*** Opening Data supplied ***

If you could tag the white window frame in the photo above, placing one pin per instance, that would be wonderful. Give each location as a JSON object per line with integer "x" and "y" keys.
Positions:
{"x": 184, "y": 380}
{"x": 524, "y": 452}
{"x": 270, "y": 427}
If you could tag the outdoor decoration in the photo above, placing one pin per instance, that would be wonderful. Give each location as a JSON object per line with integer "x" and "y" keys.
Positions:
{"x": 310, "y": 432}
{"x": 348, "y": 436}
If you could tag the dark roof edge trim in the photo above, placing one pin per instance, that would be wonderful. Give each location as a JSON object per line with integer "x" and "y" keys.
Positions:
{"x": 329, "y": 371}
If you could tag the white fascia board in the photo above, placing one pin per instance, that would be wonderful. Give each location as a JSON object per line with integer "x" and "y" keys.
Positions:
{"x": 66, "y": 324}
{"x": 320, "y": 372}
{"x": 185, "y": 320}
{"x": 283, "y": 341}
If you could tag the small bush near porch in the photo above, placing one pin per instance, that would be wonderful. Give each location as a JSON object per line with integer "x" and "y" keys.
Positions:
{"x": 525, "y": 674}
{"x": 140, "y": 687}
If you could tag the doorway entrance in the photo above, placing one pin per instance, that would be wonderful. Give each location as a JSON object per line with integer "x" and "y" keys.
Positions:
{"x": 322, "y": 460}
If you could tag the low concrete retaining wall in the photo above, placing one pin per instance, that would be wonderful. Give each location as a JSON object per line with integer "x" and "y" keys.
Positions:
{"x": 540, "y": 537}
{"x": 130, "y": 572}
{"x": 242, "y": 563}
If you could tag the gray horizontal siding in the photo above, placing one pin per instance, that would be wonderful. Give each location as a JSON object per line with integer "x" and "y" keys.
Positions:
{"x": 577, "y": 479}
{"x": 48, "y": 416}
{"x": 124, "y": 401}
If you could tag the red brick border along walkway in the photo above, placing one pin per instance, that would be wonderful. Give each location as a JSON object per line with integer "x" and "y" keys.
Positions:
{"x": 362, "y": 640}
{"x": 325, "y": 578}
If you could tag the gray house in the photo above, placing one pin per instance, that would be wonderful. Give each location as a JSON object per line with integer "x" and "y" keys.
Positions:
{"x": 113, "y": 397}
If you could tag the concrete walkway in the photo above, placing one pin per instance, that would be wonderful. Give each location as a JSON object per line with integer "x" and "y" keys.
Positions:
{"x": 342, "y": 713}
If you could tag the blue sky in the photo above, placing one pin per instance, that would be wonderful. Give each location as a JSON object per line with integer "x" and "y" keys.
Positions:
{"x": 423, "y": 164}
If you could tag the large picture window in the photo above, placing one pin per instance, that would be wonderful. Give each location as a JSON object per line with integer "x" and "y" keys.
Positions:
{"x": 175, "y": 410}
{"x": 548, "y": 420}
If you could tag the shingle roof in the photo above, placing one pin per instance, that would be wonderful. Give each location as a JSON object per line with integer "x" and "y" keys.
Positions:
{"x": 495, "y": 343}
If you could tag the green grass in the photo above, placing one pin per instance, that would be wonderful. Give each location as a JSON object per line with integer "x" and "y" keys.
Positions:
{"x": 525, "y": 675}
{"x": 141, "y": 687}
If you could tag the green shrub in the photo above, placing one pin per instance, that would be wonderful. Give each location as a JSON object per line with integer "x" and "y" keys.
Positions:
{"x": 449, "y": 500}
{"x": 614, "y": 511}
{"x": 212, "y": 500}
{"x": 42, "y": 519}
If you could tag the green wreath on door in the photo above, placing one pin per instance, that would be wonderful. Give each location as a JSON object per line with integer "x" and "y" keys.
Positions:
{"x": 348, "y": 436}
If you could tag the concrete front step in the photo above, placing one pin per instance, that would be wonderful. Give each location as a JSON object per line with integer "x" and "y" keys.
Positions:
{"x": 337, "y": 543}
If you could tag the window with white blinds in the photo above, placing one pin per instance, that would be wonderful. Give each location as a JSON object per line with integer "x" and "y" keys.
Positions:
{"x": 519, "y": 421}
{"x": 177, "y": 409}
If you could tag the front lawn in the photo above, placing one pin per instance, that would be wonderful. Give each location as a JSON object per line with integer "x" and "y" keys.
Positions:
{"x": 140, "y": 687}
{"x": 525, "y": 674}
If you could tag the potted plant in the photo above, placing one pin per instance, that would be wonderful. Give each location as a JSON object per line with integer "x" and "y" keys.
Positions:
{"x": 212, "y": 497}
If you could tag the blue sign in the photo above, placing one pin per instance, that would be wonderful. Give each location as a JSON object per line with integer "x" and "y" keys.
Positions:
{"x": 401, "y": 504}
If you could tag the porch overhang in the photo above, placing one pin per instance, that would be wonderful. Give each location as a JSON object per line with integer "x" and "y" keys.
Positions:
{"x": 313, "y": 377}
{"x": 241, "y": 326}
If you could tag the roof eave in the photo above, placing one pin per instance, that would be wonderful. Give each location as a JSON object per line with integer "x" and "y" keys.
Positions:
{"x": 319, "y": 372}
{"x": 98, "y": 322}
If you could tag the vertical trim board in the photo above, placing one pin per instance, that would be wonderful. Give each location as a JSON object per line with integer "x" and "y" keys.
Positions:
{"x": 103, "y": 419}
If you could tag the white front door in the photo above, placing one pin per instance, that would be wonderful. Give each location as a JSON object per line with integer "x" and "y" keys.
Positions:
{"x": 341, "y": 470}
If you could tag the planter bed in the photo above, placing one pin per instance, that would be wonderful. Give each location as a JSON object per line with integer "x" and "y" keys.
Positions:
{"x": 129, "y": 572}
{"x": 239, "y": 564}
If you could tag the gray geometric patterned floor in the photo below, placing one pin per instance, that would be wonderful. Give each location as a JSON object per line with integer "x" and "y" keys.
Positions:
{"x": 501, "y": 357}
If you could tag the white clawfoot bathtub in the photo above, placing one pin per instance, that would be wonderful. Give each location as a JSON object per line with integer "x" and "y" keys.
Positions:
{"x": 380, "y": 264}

*** Closing Data supplied ***

All entries given above are to be printed again exactly.

**Solution for this problem**
If you could tag the white window frame in the photo above, placing one pin per instance, that would be wonderful. Give each location as a JSON object per line with integer "x" and "y" keys.
Positions:
{"x": 184, "y": 380}
{"x": 524, "y": 452}
{"x": 270, "y": 427}
If you could tag the outdoor decoration in the photo above, placing one pin per instance, that would be wonderful. Give each location as a JSON object per line with integer "x" and "y" keys.
Positions:
{"x": 310, "y": 432}
{"x": 348, "y": 436}
If you could tag the dark roof edge trim in the photo above, placing one pin per instance, that would be wonderful. Give each location as a JSON object per line with integer "x" and "y" keys.
Positions:
{"x": 329, "y": 371}
If you could tag the white fascia board in the photo above, placing one pin per instance, that would be wonderful. Give each location as a JSON object per line with integer "x" and "y" keys.
Positions:
{"x": 66, "y": 324}
{"x": 320, "y": 372}
{"x": 185, "y": 320}
{"x": 283, "y": 341}
If you could tag the small bush near porch in the photo above, placing one pin per instance, that would be wonderful. Give each location as a JSON object per line with integer "x" and "y" keys.
Positions:
{"x": 525, "y": 674}
{"x": 140, "y": 687}
If you could tag the doorway entrance in the photo above, placing one pin per instance, that would be wonderful. Give each location as a JSON object per line with integer "x" and "y" keys.
Positions:
{"x": 322, "y": 460}
If you could tag the low concrete retaining wall in the photo above, placing one pin per instance, that would be wonderful. Give each location as a JSON object per line with integer "x" and "y" keys.
Positions:
{"x": 540, "y": 537}
{"x": 130, "y": 572}
{"x": 242, "y": 563}
If you could tag the gray horizontal siding in the photo above, placing one pin per instance, that would be wonderful. Give each location as a JSON object per line with integer "x" and "y" keys.
Positions:
{"x": 577, "y": 479}
{"x": 48, "y": 416}
{"x": 124, "y": 401}
If you could tag the red brick border along walkway in the photo above, placing one pin per instance, that would be wonderful. Give each location as a JSON object per line with integer "x" and "y" keys.
Positions:
{"x": 362, "y": 640}
{"x": 325, "y": 578}
If you could tag the gray house in the photo above, placing one pin per instance, that would be wonderful. Give each location as a JSON object per line with integer "x" and "y" keys.
Positions:
{"x": 113, "y": 397}
If you could tag the concrete walkway in the photo above, placing one pin per instance, that would be wonderful. Give each location as a JSON object per line with integer "x" and "y" keys.
Positions:
{"x": 342, "y": 713}
If you could tag the blue sky in the photo above, placing one pin per instance, that would be wonderful. Give each location as a JSON object per line with integer "x" and "y" keys.
Positions:
{"x": 423, "y": 164}
If you could tag the large picture window in the photo above, placing one pin per instance, that would be wonderful. Give each location as a JSON object per line with integer "x" and "y" keys.
Positions:
{"x": 175, "y": 410}
{"x": 548, "y": 420}
If you could tag the shingle roof in the photo above, placing one pin per instance, that would be wonderful. Give each location as a JSON object per line with integer "x" and "y" keys.
Positions:
{"x": 495, "y": 343}
If you could tag the green grass in the photo above, placing one pin per instance, that would be wonderful. Give each location as a JSON object per line with integer "x" and "y" keys.
Positions:
{"x": 525, "y": 675}
{"x": 141, "y": 687}
If you could tag the green shrub in the photo above, placing one pin per instance, that would be wonderful. Give each location as a JSON object per line with integer "x" and "y" keys.
Positions:
{"x": 449, "y": 500}
{"x": 614, "y": 511}
{"x": 212, "y": 500}
{"x": 42, "y": 519}
If you could tag the green wreath on door in the photo above, placing one pin per instance, that would be wonderful. Give each location as a JSON object per line with integer "x" and "y" keys.
Positions:
{"x": 348, "y": 436}
If you could tag the concrete front step in the photo above, placing one pin per instance, that would be wonderful. Give each location as a JSON object per line with integer "x" and "y" keys.
Positions:
{"x": 337, "y": 543}
If you could tag the window with white blinds in the photo above, placing one pin per instance, that would be wonderful. Give each location as a JSON object per line with integer "x" and "y" keys.
Positions:
{"x": 519, "y": 421}
{"x": 177, "y": 409}
If you could tag the front lawn in the photo above, placing one pin per instance, that would be wonderful. Give each location as a JSON object per line with integer "x" and "y" keys.
Positions:
{"x": 140, "y": 687}
{"x": 525, "y": 674}
If you could tag the potted plant in the photo above, placing one pin per instance, that would be wonderful. Give each location as a JSON object per line with integer "x" and "y" keys.
Positions:
{"x": 212, "y": 497}
If you could tag the blue sign in the photo above, placing one pin per instance, that would be wonderful. Give each location as a JSON object per line with integer "x" and "y" keys.
Positions:
{"x": 401, "y": 504}
If you could tag the porch overhang in the photo above, placing one pin per instance, that would be wonderful. Give each location as a JSON object per line with integer "x" and "y" keys.
Positions:
{"x": 313, "y": 377}
{"x": 241, "y": 326}
If you could tag the roof eave in the photo above, placing one pin per instance, that would be wonderful. Give each location as a JSON object per line with integer "x" and "y" keys.
Positions:
{"x": 319, "y": 372}
{"x": 98, "y": 322}
If you could tag the vertical trim board in the photo above, placing one pin per instance, that would be wonderful. Give each location as a JSON object per line with integer "x" and "y" keys.
Positions:
{"x": 103, "y": 419}
If you could tag the white front door in the photo above, placing one pin per instance, that would be wonderful. Give each location as a JSON object per line with integer "x" and "y" keys.
Positions:
{"x": 341, "y": 470}
If you could tag the planter bed in the photo above, placing one pin per instance, that would be wonderful. Give each location as a JSON object per line with integer "x" and "y" keys.
Positions:
{"x": 129, "y": 572}
{"x": 239, "y": 564}
If you could tag the gray geometric patterned floor in the photo below, placing one pin per instance, that would be wonderful. Give each location as a JSON object per line with integer "x" and "y" keys.
Positions:
{"x": 501, "y": 357}
If you could tag the white clawfoot bathtub in the photo above, placing one pin per instance, that would be wonderful. Give each location as a JSON object per line with integer "x" and "y" keys.
Positions:
{"x": 380, "y": 264}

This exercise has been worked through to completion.